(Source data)
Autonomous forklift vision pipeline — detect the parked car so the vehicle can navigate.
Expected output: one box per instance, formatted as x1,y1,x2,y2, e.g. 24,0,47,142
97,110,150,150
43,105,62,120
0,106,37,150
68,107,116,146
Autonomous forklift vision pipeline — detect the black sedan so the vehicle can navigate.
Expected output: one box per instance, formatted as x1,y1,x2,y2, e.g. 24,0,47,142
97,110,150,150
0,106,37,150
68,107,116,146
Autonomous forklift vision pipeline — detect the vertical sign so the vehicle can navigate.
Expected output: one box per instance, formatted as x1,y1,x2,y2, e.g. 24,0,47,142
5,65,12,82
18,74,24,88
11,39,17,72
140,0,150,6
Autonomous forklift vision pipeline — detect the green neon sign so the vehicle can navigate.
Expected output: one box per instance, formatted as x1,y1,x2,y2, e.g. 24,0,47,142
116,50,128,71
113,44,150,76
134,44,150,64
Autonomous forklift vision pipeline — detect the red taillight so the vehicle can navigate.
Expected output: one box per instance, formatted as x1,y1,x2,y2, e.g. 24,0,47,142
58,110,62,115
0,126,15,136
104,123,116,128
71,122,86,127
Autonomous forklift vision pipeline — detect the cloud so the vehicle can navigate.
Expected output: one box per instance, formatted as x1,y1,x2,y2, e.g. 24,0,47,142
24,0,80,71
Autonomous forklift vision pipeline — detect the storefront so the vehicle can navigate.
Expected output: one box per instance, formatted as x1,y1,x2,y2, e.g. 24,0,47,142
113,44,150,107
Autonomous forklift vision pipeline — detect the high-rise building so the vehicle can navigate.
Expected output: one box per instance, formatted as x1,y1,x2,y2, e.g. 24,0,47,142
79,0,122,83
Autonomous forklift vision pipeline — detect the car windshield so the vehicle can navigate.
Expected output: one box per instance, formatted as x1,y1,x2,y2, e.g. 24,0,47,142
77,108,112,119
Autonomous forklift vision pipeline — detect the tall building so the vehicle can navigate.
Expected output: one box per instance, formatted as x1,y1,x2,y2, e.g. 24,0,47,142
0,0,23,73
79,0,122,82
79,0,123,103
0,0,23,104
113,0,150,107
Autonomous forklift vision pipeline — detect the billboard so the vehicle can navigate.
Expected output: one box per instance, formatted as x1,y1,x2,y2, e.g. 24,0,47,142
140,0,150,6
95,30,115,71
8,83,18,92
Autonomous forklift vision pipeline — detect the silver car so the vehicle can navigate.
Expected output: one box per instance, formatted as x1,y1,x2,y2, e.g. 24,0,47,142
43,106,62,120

---

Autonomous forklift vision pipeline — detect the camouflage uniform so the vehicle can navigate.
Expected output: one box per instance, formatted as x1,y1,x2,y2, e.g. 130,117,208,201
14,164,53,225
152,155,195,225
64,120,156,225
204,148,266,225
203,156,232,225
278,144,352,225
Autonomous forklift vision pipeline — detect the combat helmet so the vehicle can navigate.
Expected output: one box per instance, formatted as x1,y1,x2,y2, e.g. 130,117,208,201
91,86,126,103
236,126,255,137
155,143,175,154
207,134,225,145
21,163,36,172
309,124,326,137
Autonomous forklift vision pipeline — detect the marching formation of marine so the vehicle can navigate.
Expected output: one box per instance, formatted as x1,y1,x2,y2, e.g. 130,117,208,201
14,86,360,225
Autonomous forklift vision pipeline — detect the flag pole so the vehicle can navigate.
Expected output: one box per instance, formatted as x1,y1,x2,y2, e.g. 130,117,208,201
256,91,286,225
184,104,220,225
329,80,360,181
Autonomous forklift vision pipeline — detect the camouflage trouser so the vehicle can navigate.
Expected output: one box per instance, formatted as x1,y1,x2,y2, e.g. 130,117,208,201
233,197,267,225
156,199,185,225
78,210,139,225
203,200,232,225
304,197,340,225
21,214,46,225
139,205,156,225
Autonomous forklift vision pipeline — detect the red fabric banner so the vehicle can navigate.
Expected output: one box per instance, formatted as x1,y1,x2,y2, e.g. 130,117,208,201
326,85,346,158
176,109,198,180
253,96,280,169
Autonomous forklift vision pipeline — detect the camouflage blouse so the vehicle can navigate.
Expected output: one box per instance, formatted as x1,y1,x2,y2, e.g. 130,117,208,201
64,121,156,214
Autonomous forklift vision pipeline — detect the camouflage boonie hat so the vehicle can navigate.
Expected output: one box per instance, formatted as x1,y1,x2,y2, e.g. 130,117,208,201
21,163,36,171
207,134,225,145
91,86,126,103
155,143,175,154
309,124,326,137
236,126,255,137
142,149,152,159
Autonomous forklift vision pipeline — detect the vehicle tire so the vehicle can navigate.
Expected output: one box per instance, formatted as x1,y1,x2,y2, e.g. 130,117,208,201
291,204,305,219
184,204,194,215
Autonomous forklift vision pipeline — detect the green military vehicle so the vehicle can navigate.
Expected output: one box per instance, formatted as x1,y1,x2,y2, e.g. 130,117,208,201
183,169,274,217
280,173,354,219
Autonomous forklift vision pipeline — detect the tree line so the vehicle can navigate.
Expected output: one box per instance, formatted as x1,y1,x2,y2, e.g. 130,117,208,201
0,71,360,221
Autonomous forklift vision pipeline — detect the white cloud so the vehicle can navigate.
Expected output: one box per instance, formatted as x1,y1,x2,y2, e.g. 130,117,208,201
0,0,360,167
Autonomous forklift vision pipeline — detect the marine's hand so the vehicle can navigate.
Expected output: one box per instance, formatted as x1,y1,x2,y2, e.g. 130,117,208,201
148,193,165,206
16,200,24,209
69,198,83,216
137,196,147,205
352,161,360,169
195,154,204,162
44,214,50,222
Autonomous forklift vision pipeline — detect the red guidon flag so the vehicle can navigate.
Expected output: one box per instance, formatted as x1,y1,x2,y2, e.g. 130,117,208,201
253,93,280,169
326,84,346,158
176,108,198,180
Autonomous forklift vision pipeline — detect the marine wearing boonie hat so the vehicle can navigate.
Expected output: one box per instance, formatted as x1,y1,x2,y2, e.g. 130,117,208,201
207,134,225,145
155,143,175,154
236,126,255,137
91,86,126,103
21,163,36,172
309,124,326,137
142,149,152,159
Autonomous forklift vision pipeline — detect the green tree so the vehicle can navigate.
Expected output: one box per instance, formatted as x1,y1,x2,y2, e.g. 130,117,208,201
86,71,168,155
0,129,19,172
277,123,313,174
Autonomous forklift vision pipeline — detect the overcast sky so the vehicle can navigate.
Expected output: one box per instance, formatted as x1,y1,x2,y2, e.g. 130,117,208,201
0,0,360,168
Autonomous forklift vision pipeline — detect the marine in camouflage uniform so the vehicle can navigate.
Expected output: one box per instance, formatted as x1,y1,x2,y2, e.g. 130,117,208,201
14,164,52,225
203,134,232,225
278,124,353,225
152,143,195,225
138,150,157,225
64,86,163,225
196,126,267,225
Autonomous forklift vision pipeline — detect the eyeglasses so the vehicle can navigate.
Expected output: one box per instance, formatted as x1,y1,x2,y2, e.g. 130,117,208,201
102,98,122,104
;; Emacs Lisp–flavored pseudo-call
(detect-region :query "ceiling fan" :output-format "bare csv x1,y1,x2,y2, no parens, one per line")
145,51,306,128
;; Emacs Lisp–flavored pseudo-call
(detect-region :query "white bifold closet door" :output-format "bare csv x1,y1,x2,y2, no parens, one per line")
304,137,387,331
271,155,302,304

* * *

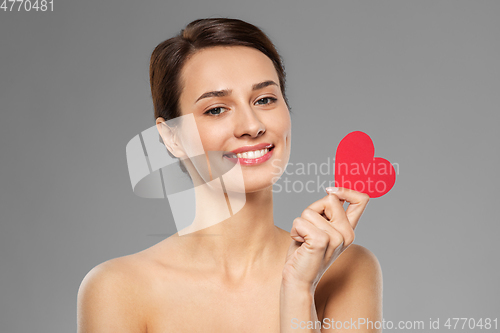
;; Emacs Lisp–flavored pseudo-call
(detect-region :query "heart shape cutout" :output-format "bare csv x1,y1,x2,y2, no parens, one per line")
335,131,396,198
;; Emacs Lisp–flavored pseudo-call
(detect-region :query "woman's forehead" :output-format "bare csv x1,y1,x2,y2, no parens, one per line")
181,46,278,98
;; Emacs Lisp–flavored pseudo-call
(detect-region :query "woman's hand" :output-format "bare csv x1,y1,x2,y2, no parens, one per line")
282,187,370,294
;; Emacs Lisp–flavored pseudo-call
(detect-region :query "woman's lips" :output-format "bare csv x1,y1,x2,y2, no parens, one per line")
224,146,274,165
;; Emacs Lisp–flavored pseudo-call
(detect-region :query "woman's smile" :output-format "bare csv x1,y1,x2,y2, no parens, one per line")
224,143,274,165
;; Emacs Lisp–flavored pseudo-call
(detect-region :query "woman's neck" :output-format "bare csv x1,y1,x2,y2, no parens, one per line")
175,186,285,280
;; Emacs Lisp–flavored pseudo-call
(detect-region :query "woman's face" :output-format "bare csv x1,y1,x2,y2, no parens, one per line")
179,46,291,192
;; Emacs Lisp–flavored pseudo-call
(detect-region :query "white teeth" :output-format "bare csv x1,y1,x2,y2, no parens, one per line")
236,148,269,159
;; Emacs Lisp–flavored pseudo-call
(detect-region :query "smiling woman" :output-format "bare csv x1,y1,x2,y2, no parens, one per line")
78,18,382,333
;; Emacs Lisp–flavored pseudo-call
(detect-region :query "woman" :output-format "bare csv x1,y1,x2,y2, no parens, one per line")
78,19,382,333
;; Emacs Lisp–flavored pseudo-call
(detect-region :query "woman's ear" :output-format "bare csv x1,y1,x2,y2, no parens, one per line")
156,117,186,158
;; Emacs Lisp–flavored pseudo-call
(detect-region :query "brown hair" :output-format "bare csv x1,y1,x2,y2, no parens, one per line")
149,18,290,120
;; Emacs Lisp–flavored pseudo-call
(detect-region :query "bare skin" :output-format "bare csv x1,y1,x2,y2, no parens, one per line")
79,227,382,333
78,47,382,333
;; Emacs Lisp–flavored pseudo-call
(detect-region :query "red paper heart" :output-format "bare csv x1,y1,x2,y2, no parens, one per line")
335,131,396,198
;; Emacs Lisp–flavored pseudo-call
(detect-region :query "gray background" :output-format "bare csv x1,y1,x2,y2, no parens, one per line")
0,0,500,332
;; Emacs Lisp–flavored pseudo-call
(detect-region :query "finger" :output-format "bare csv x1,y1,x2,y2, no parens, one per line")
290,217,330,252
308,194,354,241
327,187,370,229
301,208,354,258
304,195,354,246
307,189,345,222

(Aim) Rewrite the records starting at the line containing "Autonomous forklift vision pipeline — detect the marine wearing" and ending at the line containing "102,98,122,104", keeping every line in that span. Add -62 to each bounding-box coordinate, and leave all other text, including the format samples, unchanged.

(Complete answer)
Autonomous forklift vision pipeline — detect the marine wearing boonie hat so the vehicle can navigate.
Expected output: one box per instance, formatted as x1,y1,x2,y2, e.g. 130,117,208,201
145,72,163,83
93,81,113,92
174,64,193,75
29,24,64,41
-41,101,-26,110
247,62,264,75
80,87,90,97
Autonomous forklift vision pipeline — detect the green tree so the vehicle can navigate.
Expected output: one box per instance, formatted as x1,y1,x2,y2, e.g. 130,117,208,201
24,9,106,93
-62,67,-43,110
215,61,251,112
Autonomous forklift vision pipeline — detect the overcast sky so the vehicle can navigate.
Expected output: one box per instance, formatted as x1,y1,x2,y2, e.g. 130,117,208,201
-62,-62,298,106
Autonomous forklift vision pipeline — detect the marine in camouflage uniform so the vehicle can navigate.
Expected output: one box per instance, formatted as x1,y1,x2,y2, e.g. 130,117,208,201
-48,102,-10,163
141,72,170,163
216,62,291,163
90,81,133,163
76,88,95,163
2,24,101,163
134,64,205,163
Autonomous forklift vision pipeline — detect the eyeglasses so the vehicle can navigate.
Expected output: one box per instance, formatted as x1,y1,x2,y2, e.g. 130,117,208,201
40,36,60,42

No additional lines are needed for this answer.